## START Data for the task
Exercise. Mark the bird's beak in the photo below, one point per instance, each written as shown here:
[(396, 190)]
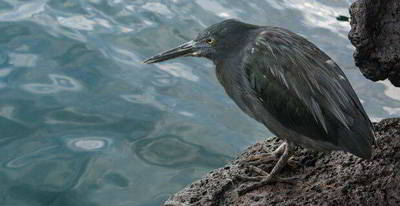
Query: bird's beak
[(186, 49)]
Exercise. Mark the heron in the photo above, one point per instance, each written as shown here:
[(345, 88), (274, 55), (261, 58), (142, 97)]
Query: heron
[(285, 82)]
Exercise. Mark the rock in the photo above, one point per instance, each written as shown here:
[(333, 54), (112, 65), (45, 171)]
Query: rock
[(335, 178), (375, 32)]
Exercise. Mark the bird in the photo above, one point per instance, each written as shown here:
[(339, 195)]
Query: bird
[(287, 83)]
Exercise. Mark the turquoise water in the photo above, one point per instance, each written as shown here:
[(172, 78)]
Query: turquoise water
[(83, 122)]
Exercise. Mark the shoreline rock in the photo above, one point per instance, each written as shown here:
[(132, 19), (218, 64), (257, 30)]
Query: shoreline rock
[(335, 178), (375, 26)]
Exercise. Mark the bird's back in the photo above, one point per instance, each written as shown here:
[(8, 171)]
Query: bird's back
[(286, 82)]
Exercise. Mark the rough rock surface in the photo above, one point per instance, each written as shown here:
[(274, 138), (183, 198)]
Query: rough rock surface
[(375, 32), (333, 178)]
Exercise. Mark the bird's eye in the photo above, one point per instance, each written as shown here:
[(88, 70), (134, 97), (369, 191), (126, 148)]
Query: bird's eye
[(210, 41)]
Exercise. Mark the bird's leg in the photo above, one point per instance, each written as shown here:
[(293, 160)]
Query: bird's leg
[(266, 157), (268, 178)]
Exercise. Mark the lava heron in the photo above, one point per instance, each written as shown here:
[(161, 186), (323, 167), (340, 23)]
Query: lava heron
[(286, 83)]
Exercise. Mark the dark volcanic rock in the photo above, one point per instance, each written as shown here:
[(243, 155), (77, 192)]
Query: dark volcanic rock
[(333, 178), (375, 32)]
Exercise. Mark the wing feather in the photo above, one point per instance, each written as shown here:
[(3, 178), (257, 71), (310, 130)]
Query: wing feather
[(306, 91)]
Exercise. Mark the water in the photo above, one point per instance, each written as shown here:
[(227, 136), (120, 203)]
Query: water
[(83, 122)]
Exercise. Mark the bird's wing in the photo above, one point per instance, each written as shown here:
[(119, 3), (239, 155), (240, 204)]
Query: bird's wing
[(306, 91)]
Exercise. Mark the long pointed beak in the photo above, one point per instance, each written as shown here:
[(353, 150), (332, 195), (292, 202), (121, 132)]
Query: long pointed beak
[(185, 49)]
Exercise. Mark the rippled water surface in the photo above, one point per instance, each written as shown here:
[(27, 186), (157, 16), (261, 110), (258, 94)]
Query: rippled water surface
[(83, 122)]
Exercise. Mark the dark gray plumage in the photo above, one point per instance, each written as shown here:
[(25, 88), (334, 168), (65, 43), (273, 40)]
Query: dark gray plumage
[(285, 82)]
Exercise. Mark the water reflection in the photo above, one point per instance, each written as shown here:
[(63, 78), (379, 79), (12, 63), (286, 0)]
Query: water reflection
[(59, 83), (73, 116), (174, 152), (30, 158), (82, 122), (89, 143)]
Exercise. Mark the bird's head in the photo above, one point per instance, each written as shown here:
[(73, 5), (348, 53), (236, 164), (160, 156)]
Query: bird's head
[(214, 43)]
## END Data for the task
## START Data for the task
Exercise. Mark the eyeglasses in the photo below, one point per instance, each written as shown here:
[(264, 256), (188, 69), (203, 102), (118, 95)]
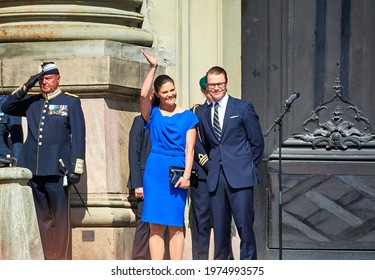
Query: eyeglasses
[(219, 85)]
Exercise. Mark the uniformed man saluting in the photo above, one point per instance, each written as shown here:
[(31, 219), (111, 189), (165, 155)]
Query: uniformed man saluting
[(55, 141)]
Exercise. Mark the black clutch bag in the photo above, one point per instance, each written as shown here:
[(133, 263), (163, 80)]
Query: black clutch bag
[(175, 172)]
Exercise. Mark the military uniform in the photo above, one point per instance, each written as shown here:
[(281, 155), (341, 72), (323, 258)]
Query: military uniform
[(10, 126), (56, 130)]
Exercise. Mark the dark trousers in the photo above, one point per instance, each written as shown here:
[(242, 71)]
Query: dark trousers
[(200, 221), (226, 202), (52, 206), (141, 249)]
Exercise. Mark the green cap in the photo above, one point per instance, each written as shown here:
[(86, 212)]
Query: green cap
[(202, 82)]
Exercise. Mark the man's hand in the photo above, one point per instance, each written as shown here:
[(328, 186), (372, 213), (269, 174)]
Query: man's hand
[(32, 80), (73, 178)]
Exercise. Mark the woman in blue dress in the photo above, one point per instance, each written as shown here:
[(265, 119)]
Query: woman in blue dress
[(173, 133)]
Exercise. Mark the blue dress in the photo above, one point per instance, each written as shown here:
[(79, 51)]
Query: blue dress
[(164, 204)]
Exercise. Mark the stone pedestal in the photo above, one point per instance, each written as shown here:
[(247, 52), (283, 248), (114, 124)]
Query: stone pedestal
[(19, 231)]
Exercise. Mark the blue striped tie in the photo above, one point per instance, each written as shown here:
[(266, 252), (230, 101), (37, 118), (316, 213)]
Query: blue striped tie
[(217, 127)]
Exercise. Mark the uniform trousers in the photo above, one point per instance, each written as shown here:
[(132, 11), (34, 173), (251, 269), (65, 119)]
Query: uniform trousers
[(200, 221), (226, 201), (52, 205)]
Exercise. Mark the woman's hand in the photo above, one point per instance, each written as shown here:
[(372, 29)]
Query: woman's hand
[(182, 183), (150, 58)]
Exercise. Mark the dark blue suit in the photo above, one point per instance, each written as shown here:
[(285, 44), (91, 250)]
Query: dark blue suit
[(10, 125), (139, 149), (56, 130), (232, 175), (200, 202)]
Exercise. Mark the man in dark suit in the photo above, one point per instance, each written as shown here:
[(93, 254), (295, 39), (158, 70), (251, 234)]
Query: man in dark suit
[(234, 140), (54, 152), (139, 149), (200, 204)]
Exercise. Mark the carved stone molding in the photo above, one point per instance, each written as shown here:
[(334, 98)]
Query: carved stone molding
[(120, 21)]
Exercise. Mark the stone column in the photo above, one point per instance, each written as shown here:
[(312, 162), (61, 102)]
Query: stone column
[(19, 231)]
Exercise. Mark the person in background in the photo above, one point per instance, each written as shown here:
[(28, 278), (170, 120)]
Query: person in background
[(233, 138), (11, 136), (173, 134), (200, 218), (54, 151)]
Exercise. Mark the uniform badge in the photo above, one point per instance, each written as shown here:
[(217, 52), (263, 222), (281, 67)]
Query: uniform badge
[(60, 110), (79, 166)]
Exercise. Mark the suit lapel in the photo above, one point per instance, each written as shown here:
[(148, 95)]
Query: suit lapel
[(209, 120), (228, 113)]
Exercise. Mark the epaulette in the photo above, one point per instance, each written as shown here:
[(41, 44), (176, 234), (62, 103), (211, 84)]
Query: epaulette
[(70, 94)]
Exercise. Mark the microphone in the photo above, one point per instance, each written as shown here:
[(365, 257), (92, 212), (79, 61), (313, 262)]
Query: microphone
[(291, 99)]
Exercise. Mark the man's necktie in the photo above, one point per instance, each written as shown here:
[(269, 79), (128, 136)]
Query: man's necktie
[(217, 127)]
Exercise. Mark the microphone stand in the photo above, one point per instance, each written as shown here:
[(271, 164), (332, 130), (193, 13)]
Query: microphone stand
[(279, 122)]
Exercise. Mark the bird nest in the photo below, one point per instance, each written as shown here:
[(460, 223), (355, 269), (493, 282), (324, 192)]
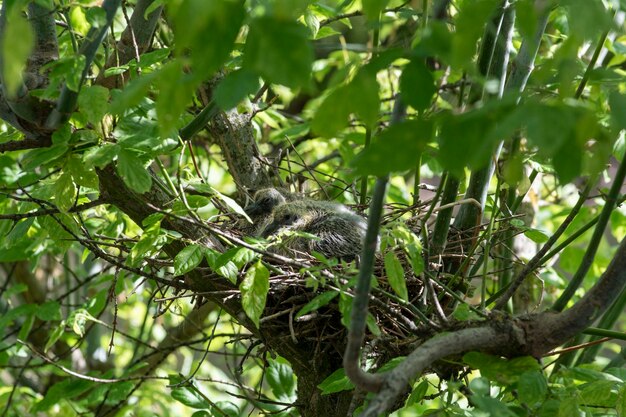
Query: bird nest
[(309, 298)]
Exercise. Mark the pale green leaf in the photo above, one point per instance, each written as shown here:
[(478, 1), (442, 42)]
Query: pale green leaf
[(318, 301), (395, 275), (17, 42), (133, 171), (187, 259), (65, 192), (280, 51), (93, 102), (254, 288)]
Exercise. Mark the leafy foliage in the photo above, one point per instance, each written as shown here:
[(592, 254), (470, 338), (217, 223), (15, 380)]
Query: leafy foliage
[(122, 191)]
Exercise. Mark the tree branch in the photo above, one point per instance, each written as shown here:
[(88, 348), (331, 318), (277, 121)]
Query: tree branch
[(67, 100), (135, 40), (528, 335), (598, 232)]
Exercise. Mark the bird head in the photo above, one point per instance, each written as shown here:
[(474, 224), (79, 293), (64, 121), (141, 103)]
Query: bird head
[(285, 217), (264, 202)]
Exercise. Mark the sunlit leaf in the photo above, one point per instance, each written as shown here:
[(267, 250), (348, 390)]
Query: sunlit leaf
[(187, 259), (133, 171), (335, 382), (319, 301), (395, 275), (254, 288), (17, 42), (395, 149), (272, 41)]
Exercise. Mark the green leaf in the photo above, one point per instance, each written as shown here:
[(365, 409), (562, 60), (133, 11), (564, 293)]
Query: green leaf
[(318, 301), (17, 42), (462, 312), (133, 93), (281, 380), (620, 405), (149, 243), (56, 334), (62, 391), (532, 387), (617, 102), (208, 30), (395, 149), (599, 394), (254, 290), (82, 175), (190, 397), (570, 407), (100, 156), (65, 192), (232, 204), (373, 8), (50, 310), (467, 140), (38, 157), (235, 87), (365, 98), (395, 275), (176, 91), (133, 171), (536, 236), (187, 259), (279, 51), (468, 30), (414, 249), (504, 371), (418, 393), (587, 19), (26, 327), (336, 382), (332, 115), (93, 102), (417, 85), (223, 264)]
## END Data for the task
## START Data for the task
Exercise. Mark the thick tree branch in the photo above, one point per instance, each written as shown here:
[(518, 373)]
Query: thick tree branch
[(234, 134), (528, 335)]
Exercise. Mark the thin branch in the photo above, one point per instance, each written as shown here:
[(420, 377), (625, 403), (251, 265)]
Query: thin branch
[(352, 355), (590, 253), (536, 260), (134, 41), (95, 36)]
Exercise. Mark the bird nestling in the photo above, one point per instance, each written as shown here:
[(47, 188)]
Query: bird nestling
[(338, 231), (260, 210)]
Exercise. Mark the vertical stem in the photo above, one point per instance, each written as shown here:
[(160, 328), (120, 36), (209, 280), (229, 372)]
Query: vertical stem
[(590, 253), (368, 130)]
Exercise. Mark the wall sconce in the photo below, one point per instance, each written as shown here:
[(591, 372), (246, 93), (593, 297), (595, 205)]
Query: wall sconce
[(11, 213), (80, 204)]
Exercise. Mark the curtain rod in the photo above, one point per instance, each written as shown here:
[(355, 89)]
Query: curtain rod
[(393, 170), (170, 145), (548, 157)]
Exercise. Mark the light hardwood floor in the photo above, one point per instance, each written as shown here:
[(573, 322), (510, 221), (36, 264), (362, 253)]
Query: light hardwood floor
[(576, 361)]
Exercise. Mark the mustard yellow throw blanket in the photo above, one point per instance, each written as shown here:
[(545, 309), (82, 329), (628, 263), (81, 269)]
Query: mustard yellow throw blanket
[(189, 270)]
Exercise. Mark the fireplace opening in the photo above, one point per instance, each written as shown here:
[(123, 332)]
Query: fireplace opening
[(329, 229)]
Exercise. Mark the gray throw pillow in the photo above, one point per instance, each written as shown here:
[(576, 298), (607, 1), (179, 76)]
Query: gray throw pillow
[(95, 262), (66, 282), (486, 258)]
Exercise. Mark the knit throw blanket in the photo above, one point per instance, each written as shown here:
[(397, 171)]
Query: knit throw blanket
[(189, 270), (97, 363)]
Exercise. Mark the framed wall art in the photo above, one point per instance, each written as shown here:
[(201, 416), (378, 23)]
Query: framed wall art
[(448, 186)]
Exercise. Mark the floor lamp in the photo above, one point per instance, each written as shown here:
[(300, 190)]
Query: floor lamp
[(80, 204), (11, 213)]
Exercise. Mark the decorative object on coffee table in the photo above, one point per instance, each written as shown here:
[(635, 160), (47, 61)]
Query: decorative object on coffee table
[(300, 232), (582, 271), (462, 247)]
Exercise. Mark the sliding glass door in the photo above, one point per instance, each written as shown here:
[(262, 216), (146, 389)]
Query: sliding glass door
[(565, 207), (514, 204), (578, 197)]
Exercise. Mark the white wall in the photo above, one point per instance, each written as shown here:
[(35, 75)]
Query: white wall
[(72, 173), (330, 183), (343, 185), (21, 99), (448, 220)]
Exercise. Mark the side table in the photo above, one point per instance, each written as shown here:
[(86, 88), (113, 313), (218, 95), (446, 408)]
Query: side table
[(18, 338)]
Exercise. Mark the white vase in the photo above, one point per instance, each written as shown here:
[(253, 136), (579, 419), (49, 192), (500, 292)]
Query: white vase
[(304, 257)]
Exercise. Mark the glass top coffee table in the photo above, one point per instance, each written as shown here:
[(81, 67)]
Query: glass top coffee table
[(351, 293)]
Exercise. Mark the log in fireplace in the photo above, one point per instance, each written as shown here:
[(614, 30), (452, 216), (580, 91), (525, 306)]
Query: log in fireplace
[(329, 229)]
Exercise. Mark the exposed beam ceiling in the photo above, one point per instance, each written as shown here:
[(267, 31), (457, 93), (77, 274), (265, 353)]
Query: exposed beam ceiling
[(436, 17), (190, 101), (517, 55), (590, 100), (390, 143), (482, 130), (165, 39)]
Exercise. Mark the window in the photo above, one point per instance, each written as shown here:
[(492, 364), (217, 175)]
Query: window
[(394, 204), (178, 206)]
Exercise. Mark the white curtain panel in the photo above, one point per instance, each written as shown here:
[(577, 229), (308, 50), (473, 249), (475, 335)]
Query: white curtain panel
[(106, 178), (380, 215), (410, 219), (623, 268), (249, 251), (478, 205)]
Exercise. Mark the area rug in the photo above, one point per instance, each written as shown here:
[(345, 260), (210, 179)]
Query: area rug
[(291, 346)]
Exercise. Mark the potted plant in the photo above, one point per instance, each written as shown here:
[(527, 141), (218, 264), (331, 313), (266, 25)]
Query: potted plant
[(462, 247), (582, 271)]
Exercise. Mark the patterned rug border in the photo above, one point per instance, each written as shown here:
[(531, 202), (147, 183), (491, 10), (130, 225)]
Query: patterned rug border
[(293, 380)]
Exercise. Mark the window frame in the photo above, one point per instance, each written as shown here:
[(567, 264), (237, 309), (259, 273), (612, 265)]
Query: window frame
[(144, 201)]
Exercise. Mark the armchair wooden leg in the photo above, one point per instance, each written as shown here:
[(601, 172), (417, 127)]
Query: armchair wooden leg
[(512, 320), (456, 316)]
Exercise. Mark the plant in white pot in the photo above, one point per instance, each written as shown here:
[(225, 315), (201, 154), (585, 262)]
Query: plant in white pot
## END Data for the task
- Exercise brief:
Copy the material verbatim between the lines holding "Exercise. Mark the rock" and "[(266, 157), (268, 178)]", inclusive.

- Answer to this task:
Exercise. Mark the rock in the photo above, one point per instance, each written as shown here:
[(333, 54), (112, 65), (45, 171)]
Query: rock
[(335, 178), (375, 32)]
Exercise. Mark the bird in the photo above, one point per instance, each written as shown here:
[(339, 195)]
Query: bird
[(287, 83)]
Exercise. Mark the turquoise water in the photo above, one point per instance, each written as shown here:
[(172, 78)]
Query: turquoise water
[(83, 122)]
Exercise. Mark the shoreline rock in the photo above, one point per instance, each written as shown here:
[(132, 19), (218, 64), (257, 30)]
Query: shoreline rock
[(335, 178), (375, 26)]
Exercise. Mark the bird's back in the photo above, one point per instance, each written as shown here:
[(8, 171)]
Query: bird's back
[(286, 82)]
Exercise. Mark the rough rock surface in the photo above, one point per instance, each written as shown here:
[(274, 138), (183, 198)]
Query: rough rock surface
[(375, 32), (333, 178)]
Exercise. Mark the bird's eye in the photo above, one point per instance, each written as shown here:
[(88, 70), (134, 97), (369, 191), (126, 148)]
Query: bird's eye
[(210, 41)]
Exercise. Mark the bird's leg in the photo above, one point per instance, each written as shown here:
[(293, 160)]
Query: bird's leg
[(266, 157), (268, 178)]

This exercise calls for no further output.